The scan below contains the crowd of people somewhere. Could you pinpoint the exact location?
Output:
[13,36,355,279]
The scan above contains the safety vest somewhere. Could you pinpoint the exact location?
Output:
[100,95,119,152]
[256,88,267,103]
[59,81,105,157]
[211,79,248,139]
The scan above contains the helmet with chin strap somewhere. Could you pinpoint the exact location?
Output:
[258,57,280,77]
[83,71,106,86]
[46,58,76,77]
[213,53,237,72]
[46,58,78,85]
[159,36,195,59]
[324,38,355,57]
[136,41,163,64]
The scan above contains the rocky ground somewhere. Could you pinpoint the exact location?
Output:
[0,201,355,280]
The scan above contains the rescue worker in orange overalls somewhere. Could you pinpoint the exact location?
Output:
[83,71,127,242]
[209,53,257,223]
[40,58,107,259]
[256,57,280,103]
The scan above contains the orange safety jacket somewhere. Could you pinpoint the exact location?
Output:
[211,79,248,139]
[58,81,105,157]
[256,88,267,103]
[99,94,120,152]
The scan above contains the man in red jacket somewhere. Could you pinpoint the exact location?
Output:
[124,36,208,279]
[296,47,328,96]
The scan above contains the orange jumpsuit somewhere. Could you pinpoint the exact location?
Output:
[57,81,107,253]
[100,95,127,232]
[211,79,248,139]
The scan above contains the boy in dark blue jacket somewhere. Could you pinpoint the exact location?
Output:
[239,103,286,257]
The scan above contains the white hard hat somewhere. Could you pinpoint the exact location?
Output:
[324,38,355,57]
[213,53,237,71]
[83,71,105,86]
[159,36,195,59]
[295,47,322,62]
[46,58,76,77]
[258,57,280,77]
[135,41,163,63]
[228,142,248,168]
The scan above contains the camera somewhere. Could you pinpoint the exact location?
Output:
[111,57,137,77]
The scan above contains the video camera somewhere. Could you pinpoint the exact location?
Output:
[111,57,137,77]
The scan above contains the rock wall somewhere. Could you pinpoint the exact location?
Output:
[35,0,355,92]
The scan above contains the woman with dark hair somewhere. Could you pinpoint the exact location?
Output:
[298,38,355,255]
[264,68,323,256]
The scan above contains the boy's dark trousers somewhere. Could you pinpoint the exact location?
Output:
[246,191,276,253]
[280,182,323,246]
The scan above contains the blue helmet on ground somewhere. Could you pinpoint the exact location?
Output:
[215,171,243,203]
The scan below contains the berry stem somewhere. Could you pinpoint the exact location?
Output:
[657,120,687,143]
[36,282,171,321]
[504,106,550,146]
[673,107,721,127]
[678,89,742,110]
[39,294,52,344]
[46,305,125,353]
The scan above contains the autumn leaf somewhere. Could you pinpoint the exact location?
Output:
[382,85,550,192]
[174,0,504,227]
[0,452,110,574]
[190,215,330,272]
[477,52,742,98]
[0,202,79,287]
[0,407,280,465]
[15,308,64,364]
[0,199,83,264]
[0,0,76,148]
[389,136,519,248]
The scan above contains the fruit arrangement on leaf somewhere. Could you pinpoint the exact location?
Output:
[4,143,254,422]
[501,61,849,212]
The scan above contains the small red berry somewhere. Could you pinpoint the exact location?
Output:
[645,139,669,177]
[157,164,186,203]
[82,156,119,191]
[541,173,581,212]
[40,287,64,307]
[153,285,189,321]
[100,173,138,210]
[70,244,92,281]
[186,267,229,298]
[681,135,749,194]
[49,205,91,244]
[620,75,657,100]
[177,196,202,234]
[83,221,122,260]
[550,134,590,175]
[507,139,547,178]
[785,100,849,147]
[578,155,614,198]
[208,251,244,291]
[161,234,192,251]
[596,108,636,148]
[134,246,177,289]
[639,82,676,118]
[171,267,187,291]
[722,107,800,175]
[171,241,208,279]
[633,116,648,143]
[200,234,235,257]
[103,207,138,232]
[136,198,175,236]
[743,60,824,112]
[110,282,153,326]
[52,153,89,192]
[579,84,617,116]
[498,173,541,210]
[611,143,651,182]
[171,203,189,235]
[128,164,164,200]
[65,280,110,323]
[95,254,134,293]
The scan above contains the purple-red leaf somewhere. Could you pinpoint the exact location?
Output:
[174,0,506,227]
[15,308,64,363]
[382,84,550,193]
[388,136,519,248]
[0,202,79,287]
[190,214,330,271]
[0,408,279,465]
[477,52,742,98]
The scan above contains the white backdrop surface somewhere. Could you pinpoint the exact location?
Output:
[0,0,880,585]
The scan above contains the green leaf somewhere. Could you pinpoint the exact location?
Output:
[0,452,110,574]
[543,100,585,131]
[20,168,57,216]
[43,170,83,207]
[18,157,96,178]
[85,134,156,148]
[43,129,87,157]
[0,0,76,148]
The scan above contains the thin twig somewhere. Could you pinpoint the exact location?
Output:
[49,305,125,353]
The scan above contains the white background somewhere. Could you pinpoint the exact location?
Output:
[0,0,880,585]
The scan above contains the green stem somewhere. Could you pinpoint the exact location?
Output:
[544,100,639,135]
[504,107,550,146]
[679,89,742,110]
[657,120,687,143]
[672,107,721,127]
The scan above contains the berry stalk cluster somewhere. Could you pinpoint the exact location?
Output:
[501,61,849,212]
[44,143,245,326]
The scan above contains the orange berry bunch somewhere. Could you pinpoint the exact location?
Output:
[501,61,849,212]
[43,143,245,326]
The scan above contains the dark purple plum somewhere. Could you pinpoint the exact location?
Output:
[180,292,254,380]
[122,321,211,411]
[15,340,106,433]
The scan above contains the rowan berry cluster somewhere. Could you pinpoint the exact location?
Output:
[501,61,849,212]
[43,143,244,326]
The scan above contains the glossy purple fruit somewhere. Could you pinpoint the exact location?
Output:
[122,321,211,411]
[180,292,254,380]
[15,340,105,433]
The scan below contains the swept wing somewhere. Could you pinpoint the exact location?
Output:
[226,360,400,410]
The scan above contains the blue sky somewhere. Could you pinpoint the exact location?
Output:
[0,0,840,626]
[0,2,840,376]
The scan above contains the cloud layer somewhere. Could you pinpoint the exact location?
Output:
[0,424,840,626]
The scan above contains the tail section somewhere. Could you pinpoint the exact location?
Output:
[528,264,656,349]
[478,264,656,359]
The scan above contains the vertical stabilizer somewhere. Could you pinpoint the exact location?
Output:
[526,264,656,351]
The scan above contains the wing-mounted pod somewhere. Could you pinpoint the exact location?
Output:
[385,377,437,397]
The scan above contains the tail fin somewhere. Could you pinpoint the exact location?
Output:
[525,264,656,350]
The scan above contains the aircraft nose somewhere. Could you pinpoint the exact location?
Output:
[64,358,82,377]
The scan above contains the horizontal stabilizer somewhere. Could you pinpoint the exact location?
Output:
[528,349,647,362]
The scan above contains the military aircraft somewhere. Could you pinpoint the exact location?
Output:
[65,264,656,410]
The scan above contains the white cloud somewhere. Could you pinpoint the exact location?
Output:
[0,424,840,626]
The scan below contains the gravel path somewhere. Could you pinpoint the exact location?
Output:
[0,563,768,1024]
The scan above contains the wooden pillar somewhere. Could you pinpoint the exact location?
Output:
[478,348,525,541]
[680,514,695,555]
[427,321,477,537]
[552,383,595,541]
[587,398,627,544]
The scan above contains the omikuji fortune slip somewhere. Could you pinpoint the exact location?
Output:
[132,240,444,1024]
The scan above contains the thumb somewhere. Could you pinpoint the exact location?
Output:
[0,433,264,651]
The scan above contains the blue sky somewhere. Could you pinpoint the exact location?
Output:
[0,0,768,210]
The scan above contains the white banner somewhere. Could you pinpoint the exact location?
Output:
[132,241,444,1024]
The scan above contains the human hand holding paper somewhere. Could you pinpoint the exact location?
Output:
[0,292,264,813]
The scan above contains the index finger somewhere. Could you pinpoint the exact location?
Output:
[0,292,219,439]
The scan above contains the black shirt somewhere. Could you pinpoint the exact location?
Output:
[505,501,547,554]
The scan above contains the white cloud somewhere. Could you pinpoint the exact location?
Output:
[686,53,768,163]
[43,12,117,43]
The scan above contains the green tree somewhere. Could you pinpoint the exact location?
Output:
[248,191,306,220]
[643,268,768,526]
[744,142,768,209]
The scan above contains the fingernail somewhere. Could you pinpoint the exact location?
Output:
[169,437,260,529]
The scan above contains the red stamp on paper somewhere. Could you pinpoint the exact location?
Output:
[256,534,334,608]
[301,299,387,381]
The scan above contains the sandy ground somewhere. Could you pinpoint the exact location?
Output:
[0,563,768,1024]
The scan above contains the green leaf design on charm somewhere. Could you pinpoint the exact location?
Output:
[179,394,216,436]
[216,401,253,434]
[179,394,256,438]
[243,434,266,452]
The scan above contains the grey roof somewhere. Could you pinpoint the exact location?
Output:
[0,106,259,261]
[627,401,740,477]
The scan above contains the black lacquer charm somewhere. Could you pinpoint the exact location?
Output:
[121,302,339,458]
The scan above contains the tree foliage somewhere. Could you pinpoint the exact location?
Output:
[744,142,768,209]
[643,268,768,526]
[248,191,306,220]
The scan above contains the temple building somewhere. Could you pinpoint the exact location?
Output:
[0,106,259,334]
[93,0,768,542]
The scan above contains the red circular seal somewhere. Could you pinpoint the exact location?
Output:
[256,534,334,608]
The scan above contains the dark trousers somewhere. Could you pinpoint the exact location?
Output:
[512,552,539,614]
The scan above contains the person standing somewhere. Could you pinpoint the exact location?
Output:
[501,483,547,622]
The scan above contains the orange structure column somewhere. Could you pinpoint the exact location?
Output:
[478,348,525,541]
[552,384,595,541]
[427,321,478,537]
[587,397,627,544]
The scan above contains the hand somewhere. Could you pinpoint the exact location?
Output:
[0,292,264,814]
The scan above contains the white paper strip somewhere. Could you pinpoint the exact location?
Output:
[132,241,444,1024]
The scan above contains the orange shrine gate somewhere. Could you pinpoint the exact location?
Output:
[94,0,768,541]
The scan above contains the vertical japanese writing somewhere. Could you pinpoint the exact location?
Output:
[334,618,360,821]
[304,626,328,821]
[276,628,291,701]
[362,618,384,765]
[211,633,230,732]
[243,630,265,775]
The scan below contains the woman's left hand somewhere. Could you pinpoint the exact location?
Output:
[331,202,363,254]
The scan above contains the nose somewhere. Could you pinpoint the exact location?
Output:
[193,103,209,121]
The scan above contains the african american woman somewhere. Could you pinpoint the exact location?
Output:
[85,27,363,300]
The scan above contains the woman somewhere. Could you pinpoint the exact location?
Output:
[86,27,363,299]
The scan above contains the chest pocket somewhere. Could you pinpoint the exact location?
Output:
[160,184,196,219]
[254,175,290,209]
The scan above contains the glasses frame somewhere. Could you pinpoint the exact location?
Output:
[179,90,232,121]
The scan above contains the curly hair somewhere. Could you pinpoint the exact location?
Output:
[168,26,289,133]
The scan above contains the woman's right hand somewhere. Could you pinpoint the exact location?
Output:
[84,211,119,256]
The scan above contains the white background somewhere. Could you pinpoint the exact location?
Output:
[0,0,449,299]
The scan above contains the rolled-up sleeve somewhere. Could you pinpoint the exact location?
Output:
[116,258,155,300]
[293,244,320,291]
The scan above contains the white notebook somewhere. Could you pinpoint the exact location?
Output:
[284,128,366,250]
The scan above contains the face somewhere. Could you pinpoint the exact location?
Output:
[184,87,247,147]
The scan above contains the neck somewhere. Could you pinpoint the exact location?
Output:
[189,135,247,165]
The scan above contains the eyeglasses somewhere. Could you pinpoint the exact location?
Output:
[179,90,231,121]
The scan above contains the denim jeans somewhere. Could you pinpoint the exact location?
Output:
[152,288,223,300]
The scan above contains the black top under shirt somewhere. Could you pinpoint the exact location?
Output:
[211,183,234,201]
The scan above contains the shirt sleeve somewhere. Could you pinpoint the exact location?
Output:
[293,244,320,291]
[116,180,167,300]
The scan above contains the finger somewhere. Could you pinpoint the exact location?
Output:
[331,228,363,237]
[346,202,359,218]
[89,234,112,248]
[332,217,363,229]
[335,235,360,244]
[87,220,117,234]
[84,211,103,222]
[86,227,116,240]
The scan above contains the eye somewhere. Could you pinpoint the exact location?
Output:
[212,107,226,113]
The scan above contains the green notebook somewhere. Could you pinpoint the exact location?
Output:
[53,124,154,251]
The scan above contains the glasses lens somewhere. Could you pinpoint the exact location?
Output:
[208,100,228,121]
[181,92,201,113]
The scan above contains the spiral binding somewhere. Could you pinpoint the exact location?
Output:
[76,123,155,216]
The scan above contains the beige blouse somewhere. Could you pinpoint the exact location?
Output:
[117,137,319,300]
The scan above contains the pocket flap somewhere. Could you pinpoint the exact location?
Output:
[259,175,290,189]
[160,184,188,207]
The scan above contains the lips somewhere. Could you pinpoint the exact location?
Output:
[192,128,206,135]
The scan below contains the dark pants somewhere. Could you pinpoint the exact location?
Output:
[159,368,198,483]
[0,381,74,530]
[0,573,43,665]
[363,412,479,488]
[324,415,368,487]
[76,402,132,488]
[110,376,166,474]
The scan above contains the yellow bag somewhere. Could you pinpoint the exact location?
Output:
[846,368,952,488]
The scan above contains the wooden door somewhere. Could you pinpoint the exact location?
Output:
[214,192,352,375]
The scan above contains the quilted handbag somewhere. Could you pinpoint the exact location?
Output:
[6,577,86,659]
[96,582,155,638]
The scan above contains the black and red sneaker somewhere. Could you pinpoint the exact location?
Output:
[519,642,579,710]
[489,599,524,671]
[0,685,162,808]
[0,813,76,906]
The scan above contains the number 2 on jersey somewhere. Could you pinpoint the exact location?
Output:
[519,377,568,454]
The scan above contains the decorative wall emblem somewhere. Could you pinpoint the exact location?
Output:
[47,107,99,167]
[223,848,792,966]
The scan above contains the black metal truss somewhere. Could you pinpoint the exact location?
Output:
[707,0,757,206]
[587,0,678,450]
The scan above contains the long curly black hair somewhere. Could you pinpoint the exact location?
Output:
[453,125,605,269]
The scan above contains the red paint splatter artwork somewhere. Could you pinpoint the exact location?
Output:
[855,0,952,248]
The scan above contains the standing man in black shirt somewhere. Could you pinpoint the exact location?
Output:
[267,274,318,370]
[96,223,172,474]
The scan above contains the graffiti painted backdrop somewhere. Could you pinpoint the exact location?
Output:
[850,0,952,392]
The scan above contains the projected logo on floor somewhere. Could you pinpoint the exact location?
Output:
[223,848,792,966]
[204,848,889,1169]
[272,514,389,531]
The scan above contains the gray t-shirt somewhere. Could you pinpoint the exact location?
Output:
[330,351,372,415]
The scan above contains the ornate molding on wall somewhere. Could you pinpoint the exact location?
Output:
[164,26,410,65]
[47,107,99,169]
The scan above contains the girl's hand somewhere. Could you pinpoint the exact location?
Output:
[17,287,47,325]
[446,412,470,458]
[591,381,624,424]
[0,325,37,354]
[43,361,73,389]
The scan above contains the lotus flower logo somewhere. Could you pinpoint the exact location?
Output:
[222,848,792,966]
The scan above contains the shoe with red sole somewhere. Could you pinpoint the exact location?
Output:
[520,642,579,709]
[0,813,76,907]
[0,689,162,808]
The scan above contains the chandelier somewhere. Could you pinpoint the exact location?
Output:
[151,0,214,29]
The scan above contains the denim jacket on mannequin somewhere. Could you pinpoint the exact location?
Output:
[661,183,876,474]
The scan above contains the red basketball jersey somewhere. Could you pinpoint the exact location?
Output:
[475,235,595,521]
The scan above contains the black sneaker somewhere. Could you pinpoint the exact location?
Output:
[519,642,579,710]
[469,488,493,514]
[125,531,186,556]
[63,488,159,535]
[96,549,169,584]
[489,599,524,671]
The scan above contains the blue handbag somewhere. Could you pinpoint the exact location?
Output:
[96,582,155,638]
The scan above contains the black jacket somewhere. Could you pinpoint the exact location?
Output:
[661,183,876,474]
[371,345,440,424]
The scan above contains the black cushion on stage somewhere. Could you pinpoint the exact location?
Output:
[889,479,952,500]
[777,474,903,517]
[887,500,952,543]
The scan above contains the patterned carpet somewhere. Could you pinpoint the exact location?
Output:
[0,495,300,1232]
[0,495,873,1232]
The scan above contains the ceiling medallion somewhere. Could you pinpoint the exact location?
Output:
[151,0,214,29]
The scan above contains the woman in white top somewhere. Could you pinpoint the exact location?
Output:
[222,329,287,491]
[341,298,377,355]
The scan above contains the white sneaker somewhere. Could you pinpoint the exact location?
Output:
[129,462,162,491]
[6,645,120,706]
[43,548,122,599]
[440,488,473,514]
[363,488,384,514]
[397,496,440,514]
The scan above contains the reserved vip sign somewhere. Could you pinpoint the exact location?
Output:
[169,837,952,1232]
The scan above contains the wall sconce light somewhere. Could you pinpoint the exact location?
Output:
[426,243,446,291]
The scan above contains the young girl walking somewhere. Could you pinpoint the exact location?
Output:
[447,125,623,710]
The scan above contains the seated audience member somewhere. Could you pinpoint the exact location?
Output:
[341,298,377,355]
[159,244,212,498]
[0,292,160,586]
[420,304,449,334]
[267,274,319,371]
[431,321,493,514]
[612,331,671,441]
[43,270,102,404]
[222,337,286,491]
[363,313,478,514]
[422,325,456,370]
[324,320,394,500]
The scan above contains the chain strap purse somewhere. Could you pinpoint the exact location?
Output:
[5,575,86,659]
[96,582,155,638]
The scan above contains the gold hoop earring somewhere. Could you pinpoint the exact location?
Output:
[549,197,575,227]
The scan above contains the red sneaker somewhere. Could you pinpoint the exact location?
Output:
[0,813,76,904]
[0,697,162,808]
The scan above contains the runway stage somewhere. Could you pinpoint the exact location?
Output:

--

Directive
Change "right hand" to "left hand" in everything from the line containing "The scan above contains the curly" down to the line containing "[0,0,449,299]", and write those lines out again with nothing else altered.

Output for this exercise
The scan above contains the curly hair somewhere. Could you pinpoint the exact location?
Output:
[168,26,289,133]
The scan above contains the woman's left hand somewhere. Could you pinpoint the exact location?
Output:
[84,211,119,256]
The scan above contains the white background somewhere. Could you pinpoint the exact location?
Output:
[0,0,449,299]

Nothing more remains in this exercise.